• [The task]: Your task is to write out the lines from the line containing "One point lands on each instance of the hair" through the last line of the material, exactly.

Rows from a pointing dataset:
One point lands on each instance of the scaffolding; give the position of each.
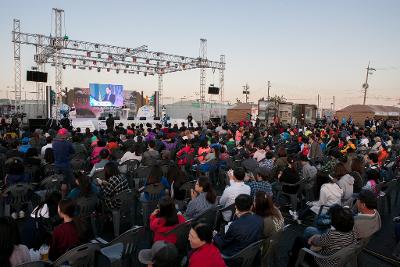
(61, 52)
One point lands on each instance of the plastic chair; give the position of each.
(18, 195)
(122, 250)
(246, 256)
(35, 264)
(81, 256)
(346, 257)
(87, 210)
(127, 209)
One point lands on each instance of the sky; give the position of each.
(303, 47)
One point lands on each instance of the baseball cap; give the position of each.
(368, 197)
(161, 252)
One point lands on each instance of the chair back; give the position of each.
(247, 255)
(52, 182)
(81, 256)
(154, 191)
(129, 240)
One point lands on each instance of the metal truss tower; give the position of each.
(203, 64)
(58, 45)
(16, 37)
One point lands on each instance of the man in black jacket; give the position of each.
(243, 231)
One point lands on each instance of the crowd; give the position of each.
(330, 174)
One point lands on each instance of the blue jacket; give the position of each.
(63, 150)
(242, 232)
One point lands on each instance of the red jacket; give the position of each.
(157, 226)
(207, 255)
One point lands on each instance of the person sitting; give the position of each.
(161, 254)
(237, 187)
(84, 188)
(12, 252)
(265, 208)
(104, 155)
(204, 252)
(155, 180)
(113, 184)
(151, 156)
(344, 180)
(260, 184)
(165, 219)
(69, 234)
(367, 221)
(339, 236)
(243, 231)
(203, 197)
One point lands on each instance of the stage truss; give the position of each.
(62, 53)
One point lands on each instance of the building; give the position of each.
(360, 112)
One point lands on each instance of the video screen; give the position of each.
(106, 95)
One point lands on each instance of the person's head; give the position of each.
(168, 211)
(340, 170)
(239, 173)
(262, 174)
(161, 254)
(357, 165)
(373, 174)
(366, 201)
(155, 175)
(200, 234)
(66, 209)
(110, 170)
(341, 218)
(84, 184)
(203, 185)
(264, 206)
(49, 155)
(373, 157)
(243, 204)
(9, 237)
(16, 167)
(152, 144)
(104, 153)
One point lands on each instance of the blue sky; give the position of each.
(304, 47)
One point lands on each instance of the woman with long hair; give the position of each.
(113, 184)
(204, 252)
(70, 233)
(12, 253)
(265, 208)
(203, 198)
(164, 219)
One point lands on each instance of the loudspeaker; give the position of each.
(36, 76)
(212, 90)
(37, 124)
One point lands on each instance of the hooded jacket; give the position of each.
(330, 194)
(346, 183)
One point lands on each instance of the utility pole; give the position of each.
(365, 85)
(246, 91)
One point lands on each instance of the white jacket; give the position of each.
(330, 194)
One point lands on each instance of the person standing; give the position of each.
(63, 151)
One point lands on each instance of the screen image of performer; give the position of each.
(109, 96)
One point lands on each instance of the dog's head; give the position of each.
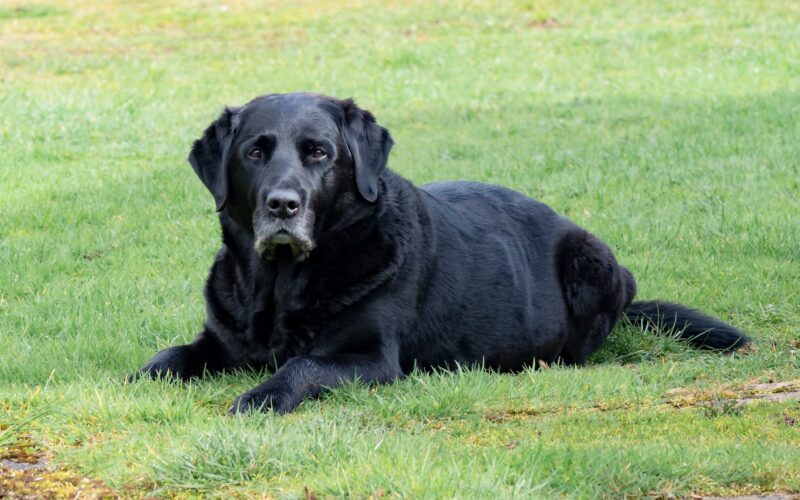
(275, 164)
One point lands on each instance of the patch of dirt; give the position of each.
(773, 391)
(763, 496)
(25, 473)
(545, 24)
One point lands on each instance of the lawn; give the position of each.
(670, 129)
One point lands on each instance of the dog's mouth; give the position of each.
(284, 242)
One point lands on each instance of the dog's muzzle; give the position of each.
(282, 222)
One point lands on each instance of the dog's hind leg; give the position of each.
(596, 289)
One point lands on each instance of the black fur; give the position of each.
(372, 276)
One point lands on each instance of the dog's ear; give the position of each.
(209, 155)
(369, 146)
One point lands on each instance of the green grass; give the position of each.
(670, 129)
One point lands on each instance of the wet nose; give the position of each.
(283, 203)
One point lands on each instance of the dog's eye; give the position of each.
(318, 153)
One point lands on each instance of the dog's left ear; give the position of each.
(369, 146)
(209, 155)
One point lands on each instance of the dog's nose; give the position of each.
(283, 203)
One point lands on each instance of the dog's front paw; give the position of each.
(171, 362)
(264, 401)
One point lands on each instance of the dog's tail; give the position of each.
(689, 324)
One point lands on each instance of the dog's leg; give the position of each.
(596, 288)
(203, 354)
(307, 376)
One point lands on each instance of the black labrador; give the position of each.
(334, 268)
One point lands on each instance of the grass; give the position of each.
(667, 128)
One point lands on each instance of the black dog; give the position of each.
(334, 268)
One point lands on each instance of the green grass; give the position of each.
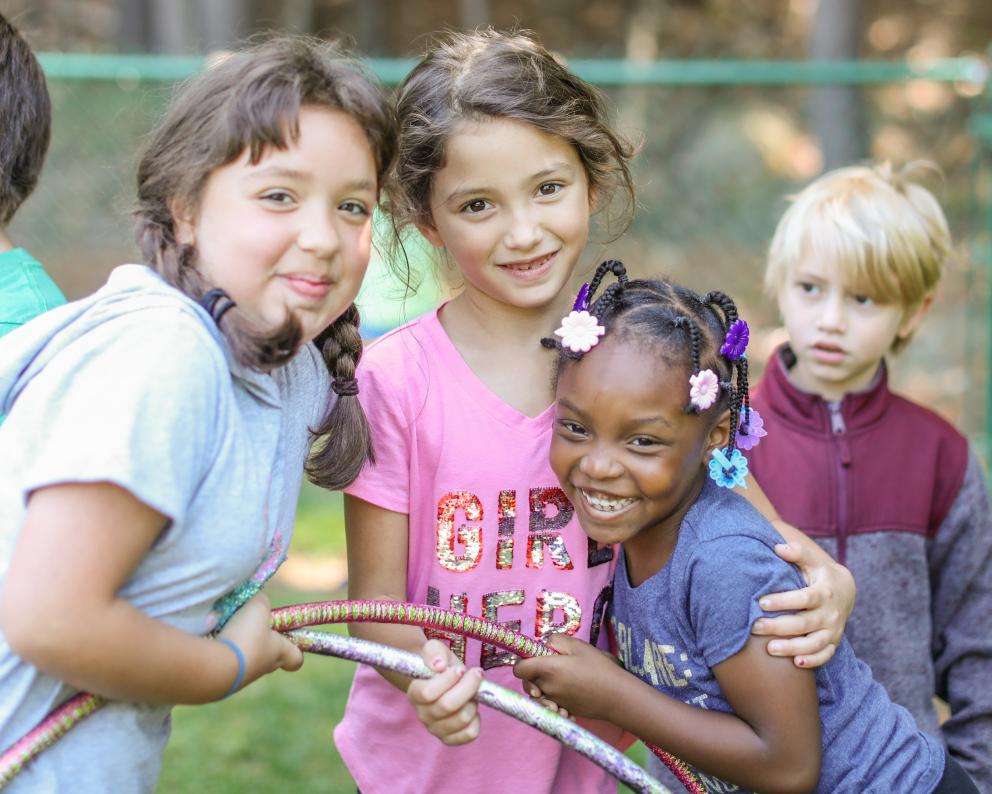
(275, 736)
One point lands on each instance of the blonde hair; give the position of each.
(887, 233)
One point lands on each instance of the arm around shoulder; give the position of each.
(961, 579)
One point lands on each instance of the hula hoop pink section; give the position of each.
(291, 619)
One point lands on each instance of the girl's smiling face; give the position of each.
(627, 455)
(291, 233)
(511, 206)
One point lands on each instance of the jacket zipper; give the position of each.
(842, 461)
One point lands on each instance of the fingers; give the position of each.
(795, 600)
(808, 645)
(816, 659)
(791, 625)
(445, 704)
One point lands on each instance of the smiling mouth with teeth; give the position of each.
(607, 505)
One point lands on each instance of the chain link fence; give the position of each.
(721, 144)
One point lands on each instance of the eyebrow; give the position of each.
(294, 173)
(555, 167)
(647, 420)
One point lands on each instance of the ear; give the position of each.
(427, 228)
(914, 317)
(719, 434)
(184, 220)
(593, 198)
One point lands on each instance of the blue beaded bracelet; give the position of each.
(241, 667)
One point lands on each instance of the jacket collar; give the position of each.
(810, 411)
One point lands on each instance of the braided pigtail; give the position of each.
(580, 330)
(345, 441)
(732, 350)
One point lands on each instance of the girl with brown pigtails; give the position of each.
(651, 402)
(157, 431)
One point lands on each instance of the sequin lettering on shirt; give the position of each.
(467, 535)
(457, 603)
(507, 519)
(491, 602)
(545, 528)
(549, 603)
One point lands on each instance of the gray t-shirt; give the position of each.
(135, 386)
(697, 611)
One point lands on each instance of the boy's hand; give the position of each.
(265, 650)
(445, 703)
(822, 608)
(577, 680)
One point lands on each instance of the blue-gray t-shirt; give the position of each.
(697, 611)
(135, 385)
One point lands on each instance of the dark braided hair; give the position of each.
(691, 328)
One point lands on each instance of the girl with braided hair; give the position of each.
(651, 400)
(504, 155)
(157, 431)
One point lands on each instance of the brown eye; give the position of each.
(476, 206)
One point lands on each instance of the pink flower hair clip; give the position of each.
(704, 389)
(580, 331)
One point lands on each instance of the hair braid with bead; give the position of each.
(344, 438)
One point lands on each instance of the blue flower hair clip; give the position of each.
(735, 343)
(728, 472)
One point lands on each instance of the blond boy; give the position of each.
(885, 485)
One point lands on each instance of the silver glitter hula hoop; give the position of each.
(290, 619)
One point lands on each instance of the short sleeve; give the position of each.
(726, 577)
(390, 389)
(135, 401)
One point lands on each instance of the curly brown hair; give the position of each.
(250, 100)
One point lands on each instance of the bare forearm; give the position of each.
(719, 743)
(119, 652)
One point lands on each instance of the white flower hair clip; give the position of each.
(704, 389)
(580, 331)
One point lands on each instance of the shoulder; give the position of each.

• [Answer for the task]:
One point lands on each instance of the hair braid with bead; give the position of each.
(344, 438)
One point lands on each instance of the blue flower hair clip; give the position of each.
(735, 343)
(728, 472)
One point lands on each instance of the blond boy; give the position of each.
(885, 485)
One point lands on each instance of the silver glitter hula hoop; give the position of each.
(290, 619)
One point lands on each instance of the short sleeve; give the position of each.
(726, 577)
(390, 389)
(135, 401)
One point lands on each instance of the curly brown hair; give the position of each.
(250, 100)
One point lands on each instance of the bare forearm; give the position of each.
(719, 743)
(119, 652)
One point lands on each instance of the white flower hair clip; give the position of each.
(704, 389)
(580, 331)
One point lands on each instance of the shoulder; give the position of each.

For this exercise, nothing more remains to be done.